→ SOURCE EXTRACT:
———
Exported model assumes that the input should always be similar to the tracing example #1991

hadiidbouk · 2023-09-25T18:13:16Z

🐞Describing the bug

The bug isn't detected while exporting the model, no error is shown, however, when I try using the model in Swift I got this error:

Thread 17: Fatal error: 'try!' expression unexpectedly raised an error: Error Domain=com.apple.CoreML Code=0 "MultiArray shape (1 x 27200) does not match the shape (1 x 16000) specified in the model description" UserInfo={NSLocalizedDescription=MultiArray shape (1 x 27200) does not match the shape (1 x 16000) specified in the model description}

On this line:

let output = try! self.inferenceModule.prediction(input: input)

There is a problem in exporting somehow that makes the tracing not work as expected, it keeps assuming that my input is always the same as the one passed to the trace function.

The first thing to think of here is that the tracing is failing, but that's not the case because I am able to export the model using Pytorch lighting and use it with the LibTorch C++ library without any problem.

Stack Trace

When both 'convert_to' and 'minimum_deployment_target' not specified, 'convert_to' is set to "mlprogram" and 'minimum_deployment_targer' is set to ct.target.iOS15 (which is same as ct.target.macOS12). Note: the model will not run on systems older than iOS15/macOS12/watchOS8/tvOS15. In order to make your model run on older system, please set the 'minimum_deployment_target' to iOS14/iOS13. Details please see the link: https://coremltools.readme.io/docs/unified-conversion-api#target-conversion-formats
Support for converting Torch Script Models is experimental. If possible you should use a traced model for conversion.
Tuple detected at graph output. This will be flattened in the converted model.
Converting PyTorch Frontend ==> MIL Ops:   0%|                                                                                                      | 0/486 [00:00<?, ? ops/s]Saving value type of int64 into a builtin type of int32, might lose precision!
Saving value type of int64 into a builtin type of int32, might lose precision!
Saving value type of int64 into a builtin type of int32, might lose precision!
Converting PyTorch Frontend ==> MIL Ops:  71%|███████████████████████████████████████████████████████████████▉                          | 345/486 [00:00<00:00, 3449.42 ops/s]Saving value type of int64 into a builtin type of int32, might lose precision!
Saving value type of int64 into a builtin type of int32, might lose precision!
Converting PyTorch Frontend ==> MIL Ops: 100%|█████████████████████████████████████████████████████████████████████████████████████████▋| 484/486 [00:00<00:00, 3123.51 ops/s]
Running MIL frontend_pytorch pipeline:   0%|                                                                                                       | 0/5 [00:00<?, ? passes/s]Saving value type of int64 into a builtin type of int32, might lose precision!
Saving value type of int64 into a builtin type of int32, might lose precision!
Running MIL frontend_pytorch pipeline: 100%|██████████████████████████████████████████████████████████████████████████████████████████████| 5/5 [00:00<00:00, 142.70 passes/s]
Running MIL default pipeline:   0%|                                                                                                               | 0/66 [00:00<?, ? passes/s]Saving value type of float64 into a builtin type of fp32, might lose precision!
———
→ MATERIAL PROVIDED:
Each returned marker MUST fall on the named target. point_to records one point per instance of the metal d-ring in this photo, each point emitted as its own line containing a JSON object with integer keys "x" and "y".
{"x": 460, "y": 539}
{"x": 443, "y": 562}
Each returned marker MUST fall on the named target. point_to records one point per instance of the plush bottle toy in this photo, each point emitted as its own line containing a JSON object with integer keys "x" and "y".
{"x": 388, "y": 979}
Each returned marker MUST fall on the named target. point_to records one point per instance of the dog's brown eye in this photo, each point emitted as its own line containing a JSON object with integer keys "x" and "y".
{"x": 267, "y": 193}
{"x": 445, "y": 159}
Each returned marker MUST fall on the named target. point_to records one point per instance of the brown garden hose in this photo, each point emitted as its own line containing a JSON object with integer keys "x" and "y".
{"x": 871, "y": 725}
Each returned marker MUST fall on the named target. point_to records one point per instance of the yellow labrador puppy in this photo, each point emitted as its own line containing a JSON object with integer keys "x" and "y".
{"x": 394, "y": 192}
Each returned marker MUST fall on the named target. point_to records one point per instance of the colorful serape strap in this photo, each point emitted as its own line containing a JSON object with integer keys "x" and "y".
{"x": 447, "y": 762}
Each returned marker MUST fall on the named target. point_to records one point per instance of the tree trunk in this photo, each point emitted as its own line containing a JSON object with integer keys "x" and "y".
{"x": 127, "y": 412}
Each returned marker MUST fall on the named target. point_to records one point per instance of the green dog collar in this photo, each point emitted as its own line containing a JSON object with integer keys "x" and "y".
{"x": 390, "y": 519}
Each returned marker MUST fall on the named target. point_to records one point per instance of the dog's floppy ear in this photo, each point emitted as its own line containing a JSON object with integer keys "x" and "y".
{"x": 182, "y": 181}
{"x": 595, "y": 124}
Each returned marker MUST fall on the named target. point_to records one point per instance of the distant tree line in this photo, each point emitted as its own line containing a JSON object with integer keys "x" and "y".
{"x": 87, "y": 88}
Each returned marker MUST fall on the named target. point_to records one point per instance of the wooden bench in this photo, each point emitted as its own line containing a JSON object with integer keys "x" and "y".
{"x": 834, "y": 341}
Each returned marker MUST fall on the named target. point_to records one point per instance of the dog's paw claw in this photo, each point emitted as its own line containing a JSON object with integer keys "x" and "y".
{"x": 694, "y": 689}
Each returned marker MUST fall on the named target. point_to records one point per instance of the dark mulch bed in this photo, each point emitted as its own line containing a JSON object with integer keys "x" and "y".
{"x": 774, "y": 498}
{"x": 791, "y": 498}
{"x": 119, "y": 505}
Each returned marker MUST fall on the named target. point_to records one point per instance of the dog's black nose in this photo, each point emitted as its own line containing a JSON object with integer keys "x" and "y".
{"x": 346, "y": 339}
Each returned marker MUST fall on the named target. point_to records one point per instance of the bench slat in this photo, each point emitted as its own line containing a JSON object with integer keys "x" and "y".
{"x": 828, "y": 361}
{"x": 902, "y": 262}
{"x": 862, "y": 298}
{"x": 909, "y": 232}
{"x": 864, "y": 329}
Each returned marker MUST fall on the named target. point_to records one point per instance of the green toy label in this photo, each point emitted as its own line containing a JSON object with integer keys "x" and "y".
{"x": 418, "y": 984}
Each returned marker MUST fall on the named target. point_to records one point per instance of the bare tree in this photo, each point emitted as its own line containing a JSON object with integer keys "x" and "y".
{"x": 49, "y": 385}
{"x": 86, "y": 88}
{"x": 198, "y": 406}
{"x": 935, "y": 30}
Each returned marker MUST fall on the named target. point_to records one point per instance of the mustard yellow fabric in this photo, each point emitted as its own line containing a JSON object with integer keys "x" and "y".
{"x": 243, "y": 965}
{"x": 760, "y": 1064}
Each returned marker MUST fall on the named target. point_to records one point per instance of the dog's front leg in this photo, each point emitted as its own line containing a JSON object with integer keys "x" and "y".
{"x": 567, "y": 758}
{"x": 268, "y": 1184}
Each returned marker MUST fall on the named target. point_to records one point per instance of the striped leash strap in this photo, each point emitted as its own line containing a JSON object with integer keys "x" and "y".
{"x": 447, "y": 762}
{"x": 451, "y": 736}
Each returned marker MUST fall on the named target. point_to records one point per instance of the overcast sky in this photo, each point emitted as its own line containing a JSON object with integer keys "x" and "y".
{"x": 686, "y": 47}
———
→ GOALS:
a - In the bug report, which library did the author use the exported model with without any problem?
b - Reproduce the bug report word for word, the stretch from "Stack Trace" through "model for conversion.".

→ SET OF ANSWERS:
a - The LibTorch C++ library.

b -
Stack Trace

When both 'convert_to' and 'minimum_deployment_target' not specified, 'convert_to' is set to "mlprogram" and 'minimum_deployment_targer' is set to ct.target.iOS15 (which is same as ct.target.macOS12). Note: the model will not run on systems older than iOS15/macOS12/watchOS8/tvOS15. In order to make your model run on older system, please set the 'minimum_deployment_target' to iOS14/iOS13. Details please see the link: https://coremltools.readme.io/docs/unified-conversion-api#target-conversion-formats
Support for converting Torch Script Models is experimental. If possible you should use a traced model for conversion.